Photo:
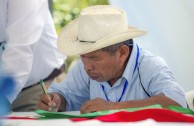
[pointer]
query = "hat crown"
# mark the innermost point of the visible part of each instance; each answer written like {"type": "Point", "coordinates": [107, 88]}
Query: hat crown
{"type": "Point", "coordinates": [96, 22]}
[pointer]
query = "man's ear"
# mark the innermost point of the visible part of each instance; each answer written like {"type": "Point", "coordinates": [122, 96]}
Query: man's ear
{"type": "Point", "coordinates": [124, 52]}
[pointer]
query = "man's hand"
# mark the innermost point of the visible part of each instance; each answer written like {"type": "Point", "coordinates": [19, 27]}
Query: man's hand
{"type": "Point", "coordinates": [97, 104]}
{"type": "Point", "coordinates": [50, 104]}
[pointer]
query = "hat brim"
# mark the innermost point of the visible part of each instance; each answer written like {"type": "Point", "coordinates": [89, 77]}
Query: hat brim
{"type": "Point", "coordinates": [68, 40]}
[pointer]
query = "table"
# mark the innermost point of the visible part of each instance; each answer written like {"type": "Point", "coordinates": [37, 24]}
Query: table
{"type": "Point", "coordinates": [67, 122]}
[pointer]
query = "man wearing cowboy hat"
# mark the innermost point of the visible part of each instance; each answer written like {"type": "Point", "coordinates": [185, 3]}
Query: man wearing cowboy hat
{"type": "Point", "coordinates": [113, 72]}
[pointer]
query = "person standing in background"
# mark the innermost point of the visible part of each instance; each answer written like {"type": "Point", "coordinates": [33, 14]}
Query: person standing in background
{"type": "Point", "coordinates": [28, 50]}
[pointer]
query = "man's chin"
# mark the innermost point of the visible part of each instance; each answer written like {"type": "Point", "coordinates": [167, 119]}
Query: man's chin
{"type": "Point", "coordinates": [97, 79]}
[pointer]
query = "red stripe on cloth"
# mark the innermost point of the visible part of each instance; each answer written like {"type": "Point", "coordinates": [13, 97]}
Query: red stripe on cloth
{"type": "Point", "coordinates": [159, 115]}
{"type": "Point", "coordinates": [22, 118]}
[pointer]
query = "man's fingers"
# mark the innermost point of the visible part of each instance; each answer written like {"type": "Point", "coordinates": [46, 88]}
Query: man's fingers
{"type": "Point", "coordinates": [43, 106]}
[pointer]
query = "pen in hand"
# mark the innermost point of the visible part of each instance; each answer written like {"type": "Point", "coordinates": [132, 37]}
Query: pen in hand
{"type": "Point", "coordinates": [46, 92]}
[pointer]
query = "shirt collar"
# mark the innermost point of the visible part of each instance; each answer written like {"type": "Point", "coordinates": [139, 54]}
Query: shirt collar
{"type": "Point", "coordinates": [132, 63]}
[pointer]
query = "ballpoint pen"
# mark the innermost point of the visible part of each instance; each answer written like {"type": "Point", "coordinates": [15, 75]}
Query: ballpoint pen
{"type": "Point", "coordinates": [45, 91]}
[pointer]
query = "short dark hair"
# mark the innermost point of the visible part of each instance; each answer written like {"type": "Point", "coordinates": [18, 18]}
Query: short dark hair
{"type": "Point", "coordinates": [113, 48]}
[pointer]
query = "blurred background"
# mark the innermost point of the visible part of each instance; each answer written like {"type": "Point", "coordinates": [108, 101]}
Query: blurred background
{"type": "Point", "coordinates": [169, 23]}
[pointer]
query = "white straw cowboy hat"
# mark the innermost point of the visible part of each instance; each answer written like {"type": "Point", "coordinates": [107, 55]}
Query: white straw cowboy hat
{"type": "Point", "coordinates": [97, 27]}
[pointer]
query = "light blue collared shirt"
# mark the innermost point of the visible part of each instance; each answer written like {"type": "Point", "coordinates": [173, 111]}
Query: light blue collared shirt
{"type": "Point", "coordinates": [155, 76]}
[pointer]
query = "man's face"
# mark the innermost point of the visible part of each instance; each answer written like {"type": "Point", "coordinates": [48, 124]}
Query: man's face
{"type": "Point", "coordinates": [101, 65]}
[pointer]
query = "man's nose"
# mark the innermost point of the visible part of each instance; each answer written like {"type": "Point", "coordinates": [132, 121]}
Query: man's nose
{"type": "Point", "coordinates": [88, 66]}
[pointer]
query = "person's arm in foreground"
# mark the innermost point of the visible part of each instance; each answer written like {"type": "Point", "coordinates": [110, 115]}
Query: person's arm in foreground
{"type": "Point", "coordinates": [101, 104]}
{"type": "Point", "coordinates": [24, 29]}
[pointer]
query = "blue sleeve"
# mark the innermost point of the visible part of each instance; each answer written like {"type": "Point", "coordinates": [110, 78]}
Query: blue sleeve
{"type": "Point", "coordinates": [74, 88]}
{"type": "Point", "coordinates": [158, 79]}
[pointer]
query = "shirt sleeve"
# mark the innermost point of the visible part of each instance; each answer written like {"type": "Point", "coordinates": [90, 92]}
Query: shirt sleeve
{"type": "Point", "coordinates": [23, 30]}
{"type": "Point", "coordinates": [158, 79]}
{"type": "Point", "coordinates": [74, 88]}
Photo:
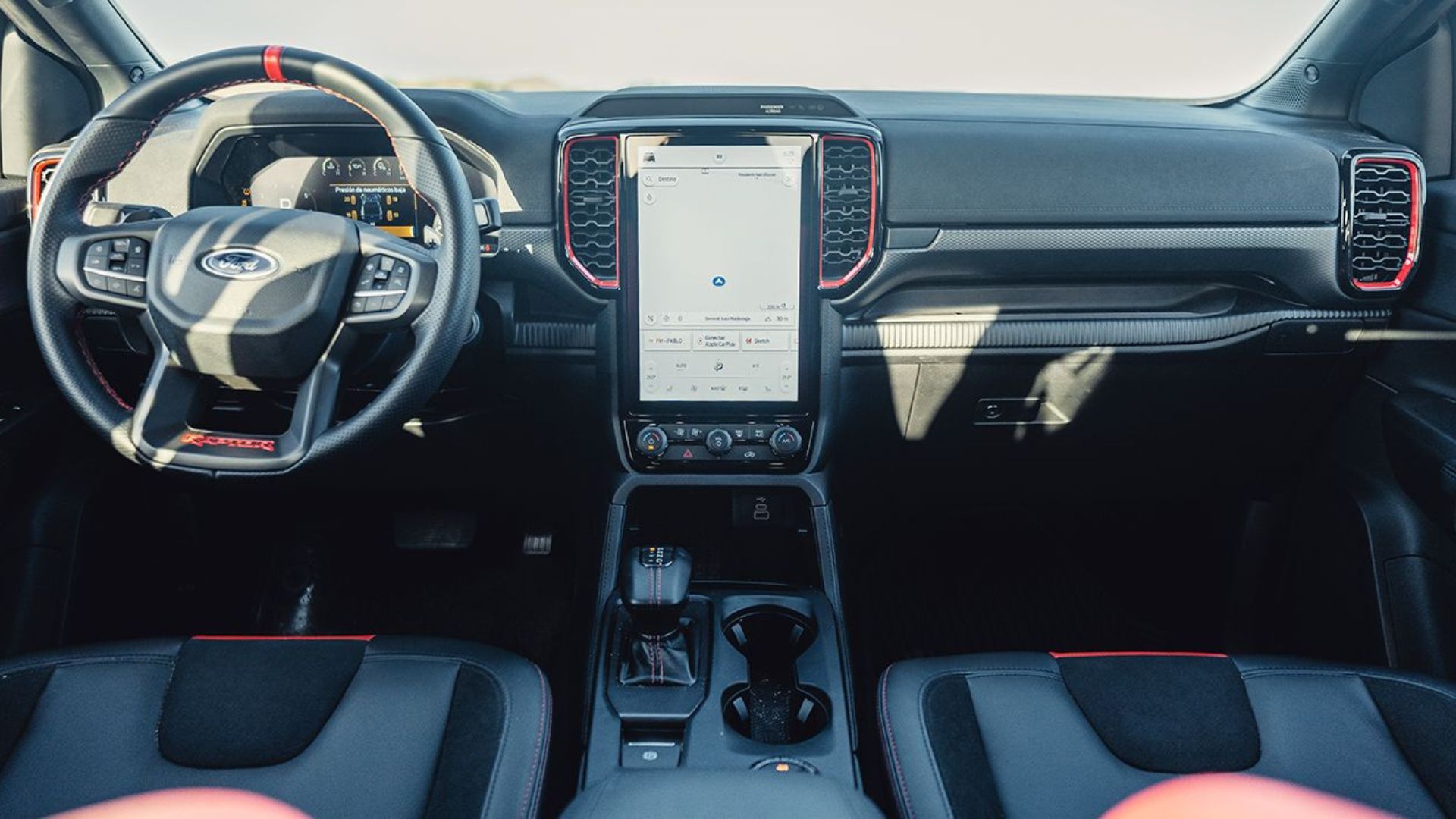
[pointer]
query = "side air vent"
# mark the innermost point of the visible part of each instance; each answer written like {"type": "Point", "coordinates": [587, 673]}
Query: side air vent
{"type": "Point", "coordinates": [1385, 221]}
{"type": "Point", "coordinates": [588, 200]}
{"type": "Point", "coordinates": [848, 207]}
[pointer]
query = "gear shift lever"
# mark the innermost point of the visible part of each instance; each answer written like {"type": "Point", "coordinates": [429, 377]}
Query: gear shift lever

.....

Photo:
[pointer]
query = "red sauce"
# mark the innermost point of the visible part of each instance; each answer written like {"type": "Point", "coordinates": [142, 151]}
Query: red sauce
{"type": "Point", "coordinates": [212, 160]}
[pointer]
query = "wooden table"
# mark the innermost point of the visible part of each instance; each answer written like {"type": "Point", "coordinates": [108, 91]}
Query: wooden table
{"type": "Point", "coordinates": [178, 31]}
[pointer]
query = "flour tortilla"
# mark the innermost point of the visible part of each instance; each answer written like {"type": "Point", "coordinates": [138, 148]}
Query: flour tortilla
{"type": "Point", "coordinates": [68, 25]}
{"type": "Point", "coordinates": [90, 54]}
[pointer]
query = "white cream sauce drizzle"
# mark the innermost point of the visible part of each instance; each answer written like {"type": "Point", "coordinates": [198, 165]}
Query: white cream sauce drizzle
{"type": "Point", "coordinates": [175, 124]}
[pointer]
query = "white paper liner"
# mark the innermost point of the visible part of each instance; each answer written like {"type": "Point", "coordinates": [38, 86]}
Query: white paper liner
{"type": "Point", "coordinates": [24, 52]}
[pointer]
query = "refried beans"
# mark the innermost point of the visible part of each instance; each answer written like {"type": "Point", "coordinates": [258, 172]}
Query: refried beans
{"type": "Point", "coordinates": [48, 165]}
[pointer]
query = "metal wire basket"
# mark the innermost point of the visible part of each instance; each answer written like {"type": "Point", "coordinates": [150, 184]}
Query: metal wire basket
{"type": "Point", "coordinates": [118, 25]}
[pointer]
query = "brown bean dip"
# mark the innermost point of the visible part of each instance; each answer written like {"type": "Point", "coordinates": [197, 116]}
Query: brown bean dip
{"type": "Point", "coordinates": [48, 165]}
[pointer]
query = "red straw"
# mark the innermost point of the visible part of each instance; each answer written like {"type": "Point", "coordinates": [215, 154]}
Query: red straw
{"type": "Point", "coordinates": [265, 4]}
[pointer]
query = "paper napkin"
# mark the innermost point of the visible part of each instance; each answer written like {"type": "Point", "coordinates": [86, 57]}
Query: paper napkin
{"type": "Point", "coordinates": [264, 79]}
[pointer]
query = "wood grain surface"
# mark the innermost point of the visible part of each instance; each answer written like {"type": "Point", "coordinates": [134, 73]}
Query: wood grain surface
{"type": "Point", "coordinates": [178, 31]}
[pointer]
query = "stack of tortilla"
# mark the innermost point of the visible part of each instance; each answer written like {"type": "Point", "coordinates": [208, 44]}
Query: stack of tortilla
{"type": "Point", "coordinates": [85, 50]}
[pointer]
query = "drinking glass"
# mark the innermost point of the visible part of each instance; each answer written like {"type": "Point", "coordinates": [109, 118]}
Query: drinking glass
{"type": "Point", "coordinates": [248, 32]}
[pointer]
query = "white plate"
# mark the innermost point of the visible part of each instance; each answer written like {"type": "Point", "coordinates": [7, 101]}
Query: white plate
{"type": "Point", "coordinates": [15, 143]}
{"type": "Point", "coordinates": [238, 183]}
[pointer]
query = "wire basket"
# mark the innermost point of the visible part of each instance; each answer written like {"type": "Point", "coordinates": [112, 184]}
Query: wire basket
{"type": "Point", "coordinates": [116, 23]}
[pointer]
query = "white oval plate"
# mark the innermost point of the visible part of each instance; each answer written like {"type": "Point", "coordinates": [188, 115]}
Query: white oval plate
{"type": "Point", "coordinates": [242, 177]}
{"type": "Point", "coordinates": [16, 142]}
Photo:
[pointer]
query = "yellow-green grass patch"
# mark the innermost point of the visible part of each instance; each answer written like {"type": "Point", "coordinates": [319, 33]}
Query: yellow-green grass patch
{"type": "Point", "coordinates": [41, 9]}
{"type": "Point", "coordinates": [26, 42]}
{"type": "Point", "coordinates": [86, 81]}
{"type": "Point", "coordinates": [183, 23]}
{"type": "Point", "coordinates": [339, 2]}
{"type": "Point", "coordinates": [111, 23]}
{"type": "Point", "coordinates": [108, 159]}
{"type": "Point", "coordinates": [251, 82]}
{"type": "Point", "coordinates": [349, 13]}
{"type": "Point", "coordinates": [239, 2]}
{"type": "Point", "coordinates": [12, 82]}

.....

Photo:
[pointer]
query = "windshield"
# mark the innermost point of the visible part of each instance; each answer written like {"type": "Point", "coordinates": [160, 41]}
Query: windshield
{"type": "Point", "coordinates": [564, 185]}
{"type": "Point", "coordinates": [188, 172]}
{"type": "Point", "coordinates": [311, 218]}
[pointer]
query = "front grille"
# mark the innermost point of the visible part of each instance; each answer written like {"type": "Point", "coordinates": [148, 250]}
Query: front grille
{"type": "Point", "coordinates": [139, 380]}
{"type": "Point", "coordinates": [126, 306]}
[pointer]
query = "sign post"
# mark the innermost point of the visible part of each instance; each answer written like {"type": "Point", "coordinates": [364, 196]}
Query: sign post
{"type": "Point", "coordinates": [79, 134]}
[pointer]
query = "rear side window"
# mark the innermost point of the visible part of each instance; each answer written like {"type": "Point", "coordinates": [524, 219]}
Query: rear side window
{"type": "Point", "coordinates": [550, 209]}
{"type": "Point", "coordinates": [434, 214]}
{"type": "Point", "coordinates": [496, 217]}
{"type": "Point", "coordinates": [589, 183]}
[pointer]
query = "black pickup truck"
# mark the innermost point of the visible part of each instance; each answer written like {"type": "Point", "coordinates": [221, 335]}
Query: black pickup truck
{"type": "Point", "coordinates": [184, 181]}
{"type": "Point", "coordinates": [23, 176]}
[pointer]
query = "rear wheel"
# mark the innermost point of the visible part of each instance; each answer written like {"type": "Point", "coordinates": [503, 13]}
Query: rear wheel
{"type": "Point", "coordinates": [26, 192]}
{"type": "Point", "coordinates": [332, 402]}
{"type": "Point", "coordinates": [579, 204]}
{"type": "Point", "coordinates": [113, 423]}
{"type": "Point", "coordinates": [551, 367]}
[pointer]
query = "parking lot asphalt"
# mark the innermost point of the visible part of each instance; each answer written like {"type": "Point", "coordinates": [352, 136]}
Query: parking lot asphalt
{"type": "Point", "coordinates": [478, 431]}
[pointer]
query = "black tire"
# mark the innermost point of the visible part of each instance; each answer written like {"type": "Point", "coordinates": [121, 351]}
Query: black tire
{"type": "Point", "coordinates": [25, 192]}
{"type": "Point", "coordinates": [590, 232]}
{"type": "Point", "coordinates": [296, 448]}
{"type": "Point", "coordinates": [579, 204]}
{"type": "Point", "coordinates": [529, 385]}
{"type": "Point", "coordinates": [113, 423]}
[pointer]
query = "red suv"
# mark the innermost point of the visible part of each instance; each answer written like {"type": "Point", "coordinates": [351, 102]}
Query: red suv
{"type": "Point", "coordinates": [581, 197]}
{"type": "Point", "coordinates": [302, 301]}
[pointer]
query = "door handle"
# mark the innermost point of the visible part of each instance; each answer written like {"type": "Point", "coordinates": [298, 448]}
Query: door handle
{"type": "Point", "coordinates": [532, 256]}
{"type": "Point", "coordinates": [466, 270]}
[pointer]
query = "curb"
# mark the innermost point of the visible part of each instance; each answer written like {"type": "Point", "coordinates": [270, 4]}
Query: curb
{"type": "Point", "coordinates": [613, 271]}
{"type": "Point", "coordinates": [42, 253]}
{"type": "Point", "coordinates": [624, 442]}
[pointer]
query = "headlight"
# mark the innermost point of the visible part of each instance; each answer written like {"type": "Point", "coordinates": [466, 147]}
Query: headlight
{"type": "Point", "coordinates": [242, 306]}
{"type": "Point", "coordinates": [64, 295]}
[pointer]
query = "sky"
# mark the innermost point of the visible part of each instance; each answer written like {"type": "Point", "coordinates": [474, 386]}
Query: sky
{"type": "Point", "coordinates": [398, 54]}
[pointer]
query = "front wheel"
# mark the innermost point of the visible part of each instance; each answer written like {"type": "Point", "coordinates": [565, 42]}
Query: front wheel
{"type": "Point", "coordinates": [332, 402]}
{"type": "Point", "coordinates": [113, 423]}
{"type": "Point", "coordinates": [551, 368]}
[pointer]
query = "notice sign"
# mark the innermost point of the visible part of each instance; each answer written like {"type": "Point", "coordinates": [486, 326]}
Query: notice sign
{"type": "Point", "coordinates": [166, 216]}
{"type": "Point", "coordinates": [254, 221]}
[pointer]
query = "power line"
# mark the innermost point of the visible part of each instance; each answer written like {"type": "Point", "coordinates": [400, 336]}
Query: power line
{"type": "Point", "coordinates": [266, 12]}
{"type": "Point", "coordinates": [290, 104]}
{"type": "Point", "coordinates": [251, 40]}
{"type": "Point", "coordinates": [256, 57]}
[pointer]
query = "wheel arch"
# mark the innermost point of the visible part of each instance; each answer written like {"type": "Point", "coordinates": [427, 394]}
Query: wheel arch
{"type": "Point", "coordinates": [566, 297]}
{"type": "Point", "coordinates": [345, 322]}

.....

TASK BRIEF
Filter the entries above down to the lines that hold the word "gear", and copy those lines.

RESULT OF THIS TASK
query = "gear shift lever"
Query: gear shift lever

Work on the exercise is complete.